* [Task to carry out]:
The answer must be the full data, restated word for word, with no pictures in it.

* [Recorded information]:
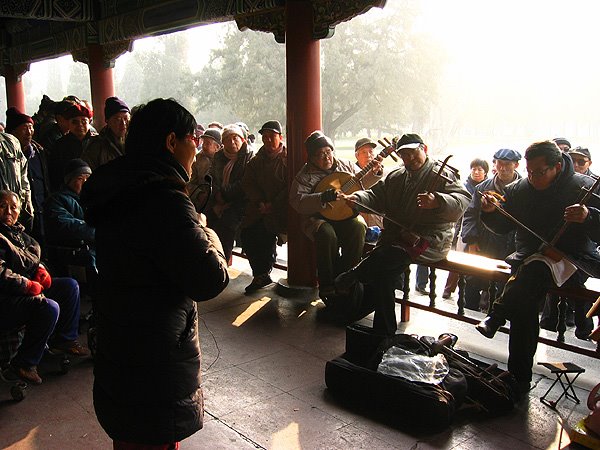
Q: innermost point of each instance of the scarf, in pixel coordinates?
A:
(232, 157)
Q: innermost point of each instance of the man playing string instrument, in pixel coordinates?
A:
(544, 202)
(329, 235)
(421, 206)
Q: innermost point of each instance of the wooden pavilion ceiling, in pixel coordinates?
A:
(33, 30)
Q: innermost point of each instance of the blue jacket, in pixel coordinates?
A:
(64, 222)
(542, 211)
(493, 245)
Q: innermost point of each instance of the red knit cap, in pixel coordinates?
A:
(14, 118)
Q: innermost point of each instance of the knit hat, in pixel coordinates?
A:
(214, 134)
(76, 167)
(113, 105)
(506, 154)
(271, 125)
(362, 142)
(77, 110)
(14, 118)
(582, 151)
(317, 140)
(233, 129)
(61, 107)
(409, 140)
(561, 141)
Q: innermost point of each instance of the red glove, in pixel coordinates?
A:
(33, 288)
(43, 277)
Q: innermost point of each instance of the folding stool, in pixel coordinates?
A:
(562, 371)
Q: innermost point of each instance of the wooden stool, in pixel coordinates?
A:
(562, 371)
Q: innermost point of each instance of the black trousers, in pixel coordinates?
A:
(260, 246)
(381, 270)
(520, 302)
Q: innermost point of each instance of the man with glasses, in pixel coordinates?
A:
(265, 221)
(582, 160)
(543, 201)
(421, 209)
(330, 236)
(110, 142)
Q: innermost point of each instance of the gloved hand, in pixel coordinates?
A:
(33, 288)
(43, 277)
(328, 196)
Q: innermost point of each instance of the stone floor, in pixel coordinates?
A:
(263, 374)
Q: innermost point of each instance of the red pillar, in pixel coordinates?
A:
(15, 93)
(101, 82)
(303, 78)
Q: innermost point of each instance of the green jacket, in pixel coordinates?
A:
(13, 174)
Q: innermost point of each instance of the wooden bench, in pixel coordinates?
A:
(496, 271)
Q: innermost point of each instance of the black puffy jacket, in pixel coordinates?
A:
(155, 262)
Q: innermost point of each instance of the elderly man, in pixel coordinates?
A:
(266, 189)
(364, 151)
(13, 175)
(199, 186)
(71, 145)
(110, 142)
(582, 160)
(546, 199)
(20, 125)
(226, 209)
(478, 238)
(330, 236)
(421, 208)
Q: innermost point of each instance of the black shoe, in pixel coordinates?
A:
(570, 318)
(259, 282)
(583, 335)
(343, 282)
(524, 387)
(489, 326)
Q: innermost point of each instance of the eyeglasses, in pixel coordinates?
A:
(538, 173)
(580, 162)
(324, 154)
(194, 138)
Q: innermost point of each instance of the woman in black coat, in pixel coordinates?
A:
(155, 261)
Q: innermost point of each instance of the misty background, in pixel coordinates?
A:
(470, 77)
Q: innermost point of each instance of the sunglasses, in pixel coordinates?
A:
(194, 138)
(580, 162)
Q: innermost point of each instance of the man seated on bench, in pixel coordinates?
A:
(414, 197)
(71, 241)
(30, 297)
(543, 202)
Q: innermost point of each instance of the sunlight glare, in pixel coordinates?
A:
(252, 309)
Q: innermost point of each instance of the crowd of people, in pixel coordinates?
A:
(154, 203)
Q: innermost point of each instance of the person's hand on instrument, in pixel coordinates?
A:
(576, 213)
(350, 199)
(427, 200)
(377, 169)
(330, 195)
(488, 204)
(33, 288)
(43, 277)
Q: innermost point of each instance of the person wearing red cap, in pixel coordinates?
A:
(110, 142)
(13, 165)
(71, 145)
(20, 125)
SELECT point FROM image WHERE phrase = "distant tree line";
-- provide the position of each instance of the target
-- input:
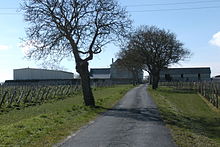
(151, 49)
(81, 28)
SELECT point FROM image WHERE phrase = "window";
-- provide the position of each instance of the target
(199, 76)
(181, 75)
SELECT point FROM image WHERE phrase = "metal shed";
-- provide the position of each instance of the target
(185, 74)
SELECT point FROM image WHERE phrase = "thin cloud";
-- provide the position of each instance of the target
(215, 39)
(4, 47)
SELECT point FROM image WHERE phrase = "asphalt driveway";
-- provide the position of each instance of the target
(133, 122)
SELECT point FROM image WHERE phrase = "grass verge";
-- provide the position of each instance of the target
(192, 121)
(49, 123)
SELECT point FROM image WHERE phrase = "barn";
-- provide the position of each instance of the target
(185, 74)
(40, 74)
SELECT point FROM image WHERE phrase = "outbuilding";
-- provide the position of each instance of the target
(185, 74)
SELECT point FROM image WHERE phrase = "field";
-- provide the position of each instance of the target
(192, 119)
(17, 97)
(50, 122)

* [Written answer]:
Q: innermost point of each instance of the scarf, in pixel coordinates?
A:
(232, 157)
Q: innermost point of each instance of the man playing string instrument, in pixel coordinates?
A:
(544, 202)
(329, 235)
(421, 206)
Q: innermost point of each instance of the wooden pavilion ceiling, in pixel coordinates?
A:
(33, 30)
Q: innermost point of each instance of the blue jacket, in pixel coordinates?
A:
(64, 222)
(542, 211)
(493, 245)
Q: innermost point of each instance of the red knit cap, in pixel coordinates?
A:
(14, 118)
Q: innermost point of each instance of the knit hat, in pixel coordinates?
A:
(214, 134)
(76, 167)
(113, 105)
(506, 154)
(271, 125)
(362, 142)
(77, 110)
(14, 118)
(582, 151)
(317, 140)
(233, 129)
(61, 107)
(409, 140)
(561, 141)
Q: innermost point of each instance of the red glove, in pixel coordinates?
A:
(33, 288)
(43, 277)
Q: innermost point of each instance of the folding stool, in pixel coordinates?
A:
(562, 371)
Q: innermost point of each instance of the wooden stool, in pixel coordinates?
A:
(562, 371)
Q: innermost point of each instance of the black trousers, in pixel coordinates?
A:
(260, 246)
(381, 270)
(520, 302)
Q: innermost point of each instance of the man with glasses, in pixel coordinates?
A:
(265, 221)
(582, 160)
(543, 201)
(421, 209)
(330, 236)
(110, 142)
Q: innermost point of each instance of the gloved hand, in pixel coordinates?
A:
(33, 288)
(43, 277)
(328, 196)
Q: innermost point of each instance of the stone floor, in pixel coordinates?
A:
(263, 374)
Q: innermost point of each instance of the red pillar, in pixel coordinates?
A:
(15, 93)
(101, 82)
(303, 78)
Q: innermost point of each instance of the green jacket, in pixel coordinates?
A:
(13, 174)
Q: innermost point of each instance of the wooden bench, in pixel coordinates?
A:
(496, 271)
Q: innermost point of each instance of the black puffy jacket, in pixel coordinates?
A:
(155, 262)
Q: innermost point of each instance of the elderly man, in pixel coordinates?
A:
(266, 189)
(364, 151)
(13, 175)
(199, 186)
(71, 145)
(110, 142)
(582, 160)
(546, 199)
(20, 125)
(226, 209)
(478, 238)
(330, 236)
(421, 208)
Q: innermost point of each instance of the black shoe, in pixel coordinates?
A:
(570, 318)
(259, 282)
(583, 335)
(343, 282)
(524, 387)
(489, 326)
Q: innermost point of each instance of the eyeglasses, in pixel coordinates?
A:
(538, 173)
(580, 162)
(324, 154)
(194, 138)
Q: innermost point of each instance of the woman in black coat, in pixel coordinates?
A:
(155, 261)
Q: innermost point of each instance of the misty background, in pixel coordinates?
A:
(470, 77)
Q: innermost point of each instance of the sunglasses, in pixel coordinates?
A:
(194, 138)
(580, 162)
Q: innermost point of each instance of the man seated on bench, in pixel coordinates?
A:
(414, 197)
(71, 241)
(30, 297)
(543, 202)
Q: innermost point of each instance of the sunlight glare, in pixel coordinates?
A:
(252, 309)
Q: innermost point of each instance of the crowd of people, in pixel coordinates?
A:
(154, 203)
Q: innermost point of each instance of the person's hand on instrument, in pixel coordinates?
A:
(576, 213)
(350, 199)
(427, 200)
(377, 169)
(330, 195)
(488, 204)
(33, 288)
(43, 277)
Q: innermost point of each instance of the person wearing red cap, in pixel coordinates?
A:
(110, 142)
(13, 165)
(71, 145)
(20, 125)
SELECT point FROM image WHERE phrase = "distant tree line";
-- provide the position of each instance of the target
-- input:
(151, 49)
(81, 28)
SELECT point FROM image WHERE phrase = "window";
-- provide the position of each instance of the target
(199, 76)
(181, 75)
SELECT point FROM image WHERE phrase = "metal shed";
-- provide the position of each instance of the target
(185, 74)
SELECT point FROM image WHERE phrase = "thin cloud";
-- provide the position of each instance of the target
(215, 39)
(4, 47)
SELECT point FROM image WHERE phrase = "asphalt driveway";
-- provide the position of each instance of the target
(133, 122)
SELECT point FROM image WHERE phrase = "grass verge";
-- provide the position of each instance of the target
(192, 121)
(49, 123)
SELECT point FROM image WHERE phrase = "barn";
-- provide the position of each instance of the target
(185, 74)
(40, 74)
SELECT point FROM image WHERE phrase = "outbuilding";
-- provide the position of each instance of the target
(185, 74)
SELECT point FROM image WHERE phrase = "field";
-- provide the position of each instance of the target
(192, 119)
(17, 97)
(50, 122)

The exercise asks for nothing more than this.